The code at [1] is fine, but the calls to it have too few
parentheses.

Ah, yes. The whole example is not anywhere near to my real code, and
was only quickly hacked down for this posting. In my real code,
function names, struct names, and member names and types are
different. The real struct doesn't have three ints but a dozen
pointers to further linked lists which have to be traversed.

Currently, I have a separate iterate() function for each of the struct
members and all have exactly the same structure. I wanted to reduce
code duplication by somwehow passing an argument specifying which
member to work on.

Or is there a better way to achieve the same?

In this particular case, yes:

struct foo {
struct foo *next;
int abc[3];
};

... and work with array indices instead of element offsets.

Good idea. I'll probably convert my dozen of pointers to an array and
define symbolic names for the indices. Thanks for your suggestion.
urs

Others have answered the specific question; this is more general:

In article <yg*************@janus.isnogud.escape.de>,
Urs Thuermann <ur*@isnogud.escape.dewrote:

>With offsetof() I can get the offset of a member in a struct. AFAICS,
it is portable and clean to use this offset to access that member. ...

A structure member, inside a C compiler, really provides two items:
an offset, and a type. Given those two items -- offset and type --
you can "synthesize" a member-access.

Exercises to complete:
1. In the forum thread above, which kinds of names and types does the poster say are different in the real code?
2. According to the forum thread above, why did the poster want to pass an argument saying which member to work on?
3. Write the next few sentences of the forum thread above, picking up after its final sentence.

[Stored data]
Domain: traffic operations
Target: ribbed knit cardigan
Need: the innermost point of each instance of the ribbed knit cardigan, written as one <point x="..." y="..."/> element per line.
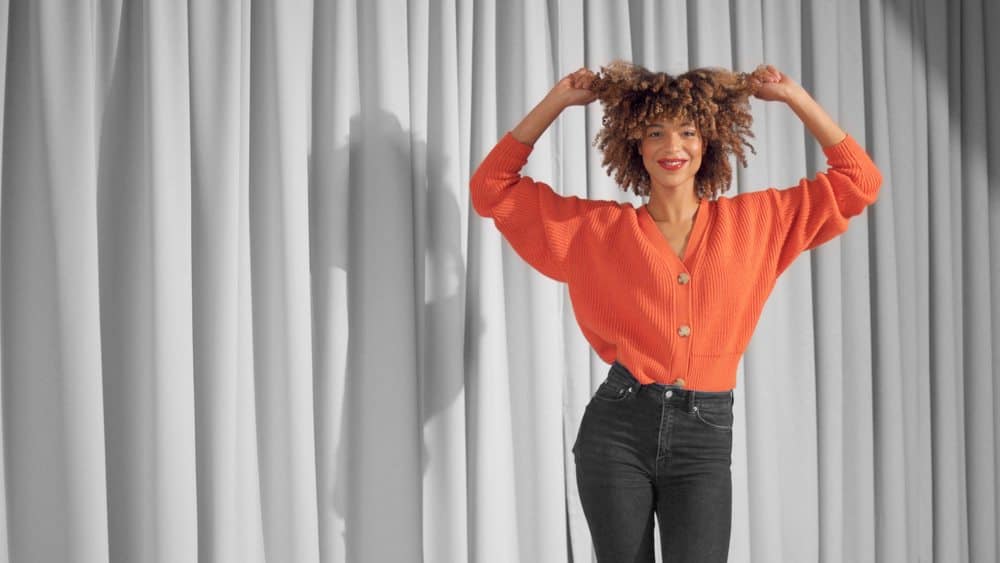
<point x="635" y="300"/>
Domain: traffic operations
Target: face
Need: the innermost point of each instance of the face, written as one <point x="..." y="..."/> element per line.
<point x="671" y="152"/>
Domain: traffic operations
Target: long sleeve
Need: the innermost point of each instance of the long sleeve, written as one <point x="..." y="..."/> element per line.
<point x="537" y="222"/>
<point x="817" y="210"/>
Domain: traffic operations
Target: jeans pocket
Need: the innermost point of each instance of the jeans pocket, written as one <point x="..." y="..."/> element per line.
<point x="718" y="420"/>
<point x="609" y="391"/>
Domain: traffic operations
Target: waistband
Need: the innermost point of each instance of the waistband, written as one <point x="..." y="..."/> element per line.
<point x="621" y="375"/>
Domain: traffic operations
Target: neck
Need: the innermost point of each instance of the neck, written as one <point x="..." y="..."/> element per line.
<point x="673" y="205"/>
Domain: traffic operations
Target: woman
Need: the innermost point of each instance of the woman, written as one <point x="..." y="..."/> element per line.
<point x="668" y="293"/>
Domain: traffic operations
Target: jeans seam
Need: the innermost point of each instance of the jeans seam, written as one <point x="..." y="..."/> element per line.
<point x="709" y="424"/>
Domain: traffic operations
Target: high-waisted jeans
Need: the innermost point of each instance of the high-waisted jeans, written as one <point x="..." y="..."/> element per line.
<point x="645" y="449"/>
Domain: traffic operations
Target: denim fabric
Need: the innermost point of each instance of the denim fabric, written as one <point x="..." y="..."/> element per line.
<point x="656" y="449"/>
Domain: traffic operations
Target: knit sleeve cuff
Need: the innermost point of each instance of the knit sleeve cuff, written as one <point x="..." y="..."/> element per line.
<point x="511" y="152"/>
<point x="846" y="151"/>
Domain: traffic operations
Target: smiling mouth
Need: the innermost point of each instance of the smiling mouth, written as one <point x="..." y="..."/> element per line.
<point x="671" y="164"/>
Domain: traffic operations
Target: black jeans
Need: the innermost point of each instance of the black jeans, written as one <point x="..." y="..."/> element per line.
<point x="645" y="449"/>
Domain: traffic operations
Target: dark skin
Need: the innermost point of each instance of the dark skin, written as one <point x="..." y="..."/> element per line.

Exercise results:
1. Function names, struct names, member names, and member types.

2. The poster had a separate iterate() function for each struct member, and all of them had exactly the same structure. Passing an argument that specifies the member was meant to reduce that code duplication.

3.
The C syntax "structure.member" essentially means "using the
structure named on the left, which should be an lvalue[%], find
the address of the object implied by that lvalue, add the offset
implied by the member, and access an object whose type is
determined by the member." This rule also works for unions,
where the offset is always zero.

The "offset add" must be done in terms of "bytes" (C bytes, i.e.,
"unsigned char"s), of course. (&structure)+1, using ordinary
(i.e., entire-object-size) pointer arithmetic, points right
past the entire structure, so any nonzero offset would be too
big if this "offset add" were not "de-scaled" down to byte size.

-----
[%] This deliberately ignores the special case of a function return
value of structured type, which has some funny constraints. In
particular, such a return value is the only way to produce an
"array rvalue", which has no address, yet can still be subscripted
to access an array element. If you somehow access the (nonexistent)
address of a struct-type return value or any of its members --
including an array or an array element -- the effect is not defined.
It is generally unwise even to try, whether or not the compiler
catches you. :-)
-----

The C syntax "expr->member" essentially means "using the pointer
value given on the left, and the offset and type implied by
the member, access the object at that offset." This is of course
identical to "(*(expr)).member" since *(expr) produces the lvalue
pointed-to by the expression. Taking its address and adding the
offset has the same effect as just starting with the expression,
treating it as an address, and adding the offset.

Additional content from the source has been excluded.